Andiamo a cena fuori?

Come si riconosce qui chi ha molti soldi in tasca da chi ne ha pochi? Semplice!
Chi ne ha pochi sceglie la promozione più allettante, precipitandosi sull’occasione golosa, incapace di resistere alla formidabile attrazione di zuccheri e grassi.
Chi ne ha molti, invece, si organizza saggiamente per accedere al tavolo libero in uno dei prestigiosi 3 stelle recensiti da Michelin… o dal Gambero rosso, dai Tre Gamberi, dalle Tre bottiglie, dalle Tre cocotte, dai Tre boccali, dai Tre mappamondi... lì assaporerà portate di cibi prelibati, anche inconsueti o francamente dimenticati, trasformati da mani sapienti in opere d’arte culinaria. E centellinerà nettare degli dei.

Detta così la faccenda sembra bieca, lo ammetto. Ho costruito delle caricature, ma la lettura delle opinioni, delle promozioni, delle pubblicità, di eventi legati al nostro rapporto con il cibo, non evidenzia forse la presunta esistenza di target così caricaturali?
I cosiddetti "tumulti" di Nutella nell'Intermarché[1] e la folla pronta all’assalto del Tiramisù dalla lunghezza da Guinness dei primati testimoniano di uno sguardo piuttosto accondiscendente nei confronti della dieta popolare. Prova ne sia che a proposito della querelle sulla ricetta originale del tiramisù si può concludere dicendo che “Questa è l'ennesima polemica inutile, che fa male al territorio e al dolce in sé”[2].
Viceversa, l’apertura recentissima dei “Cinque Piani stellati”[3], bistrot-cafè e ristorante deluxe, le innumerevoli guide ai migliori luoghi della gastronomia e i sempre più pervasivi show dei vari Master Chef e simili, dalla Cucina con Ramsey alle Cucine esplosive, dalle Cucine da incubo fino a Quel che passa il convento, simboleggiano la riappropriazione della gastronomia da parte dei circoli di tendenza e il desiderio mai sopito di sedersi a tavola, calda o fredda, familiare o di circostanza, capace di alimentare e nutrire e non solo d’imbrogliare lo stomaco.

Il cibo ad ogni modo è un elemento di differenziazione sociale: cosa non nuova; lo testimoniano anche le tipologie di mercato: c’è l’iper-mercato, il mercato semplice, il supermercato, il discount e il super-discount. Sarà correlato, mi dico, al volume del portafoglio.
Il modo in cui lo usiamo ora – il portafoglio – ci situa, c’inserisce individualmente nella scala sociale, dice della società in cui viviamo.
Così come dice molto, parlando forse di più, il numero di persone che ricorrono ai pacchi del Banco Alimentare o ai pasti della Caritas o alle mense per i poveri.
Dice qualcosa anche la possibilità d’accesso ad una gamma allargata di prodotti fuori stagione, l’estensione di una gamma low-cost della ristorazione rapida (fast food) e la tendenza generale all’allineamento delle norme di consumo delle società occidentali.

Poco stupisce che oggigiorno, le esigenze del marketing suggeriscano al marchio di comunicare meno sul prodotto e più sui "valori".

Compiti da svolgere
1. Riassumi il testo in due frasi.
2. Trascrivi dal testo il passaggio che va da "Il cibo ad ogni" fino a "delle società occidentali." incluso.
Rispondi basandoti soltanto sul testo.

Sezione dati
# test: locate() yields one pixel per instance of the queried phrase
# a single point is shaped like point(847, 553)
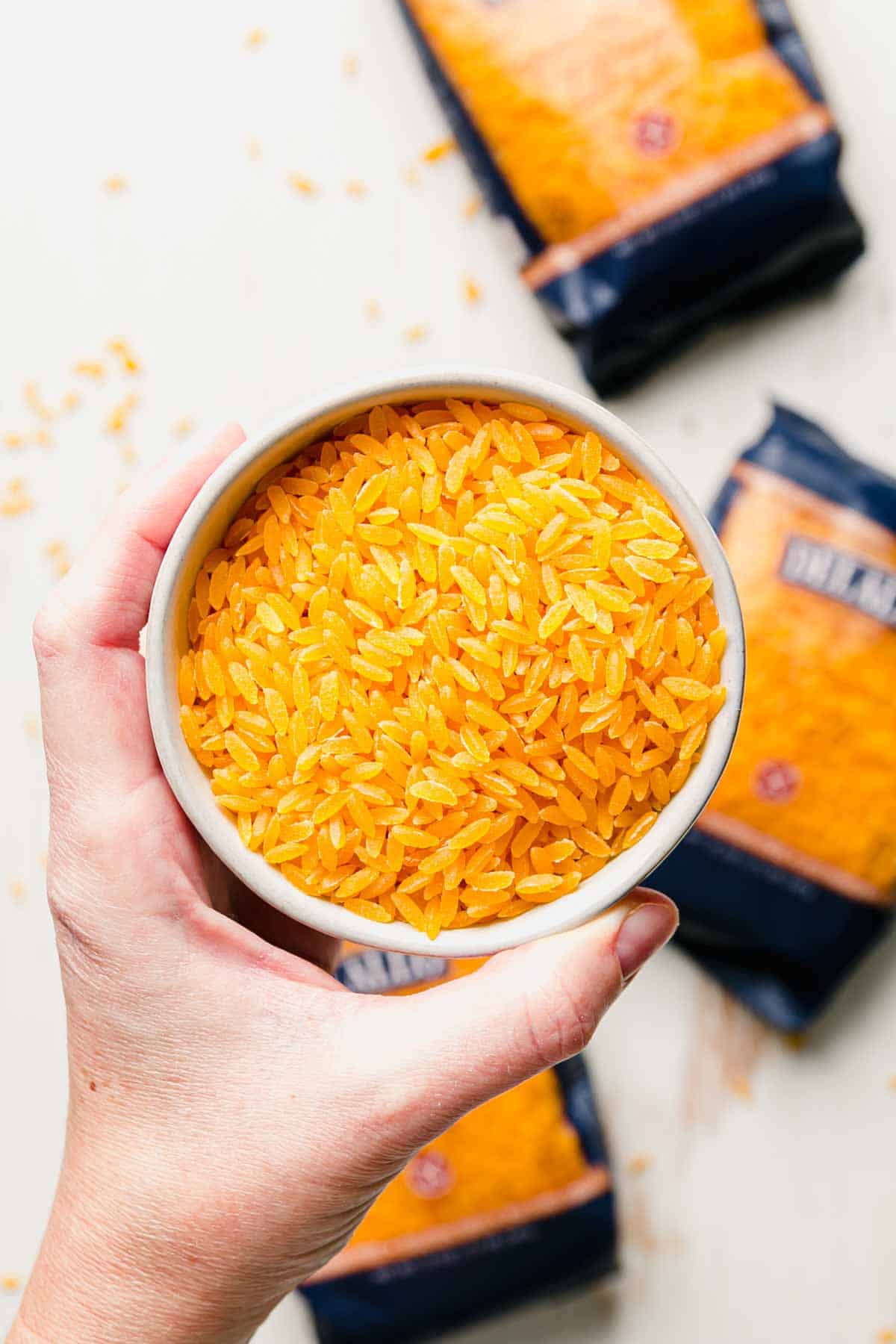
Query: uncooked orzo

Risposte ai compiti
1. Il cibo è un elemento di differenziazione sociale: chi ha pochi soldi si precipita sulle promozioni ricche di zuccheri e grassi, mentre chi ne ha molti si organizza per avere un tavolo nei prestigiosi ristoranti stellati. Della società in cui viviamo dicono molto anche le diverse tipologie di mercato, il numero di persone che ricorrono al Banco Alimentare, alla Caritas o alle mense per i poveri e l'estensione di una gamma low-cost della ristorazione rapida.

2.
Il cibo ad ogni modo è un elemento di differenziazione sociale: cosa non nuova; lo testimoniano anche le tipologie di mercato: c’è l’iper-mercato, il mercato semplice, il supermercato, il discount e il super-discount. Sarà correlato, mi dico, al volume del portafoglio.
Il modo in cui lo usiamo ora – il portafoglio – ci situa, c’inserisce individualmente nella scala sociale, dice della società in cui viviamo.
Così come dice molto, parlando forse di più, il numero di persone che ricorrono ai pacchi del Banco Alimentare o ai pasti della Caritas o alle mense per i poveri.
Dice qualcosa anche la possibilità d’accesso ad una gamma allargata di prodotti fuori stagione, l’estensione di una gamma low-cost della ristorazione rapida (fast food) e la tendenza generale all’allineamento delle norme di consumo delle società occidentali.